### Short exercise
Rescale every bounding-box coordinate in the answers to the records below by a factor of 0.9, rounding to whole numbers with halves rounded up. Reproduce all other lines unchanged.

### Material provided
☆ ☆ ☆ ☆
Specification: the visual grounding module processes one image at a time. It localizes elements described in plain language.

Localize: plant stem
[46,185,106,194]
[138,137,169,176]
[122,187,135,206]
☆ ☆ ☆ ☆
### Task solution
Specification: the visual grounding module processes one image at a time. It localizes elements described in plain language.

Localize: plant stem
[41,167,95,175]
[124,123,152,158]
[110,168,122,185]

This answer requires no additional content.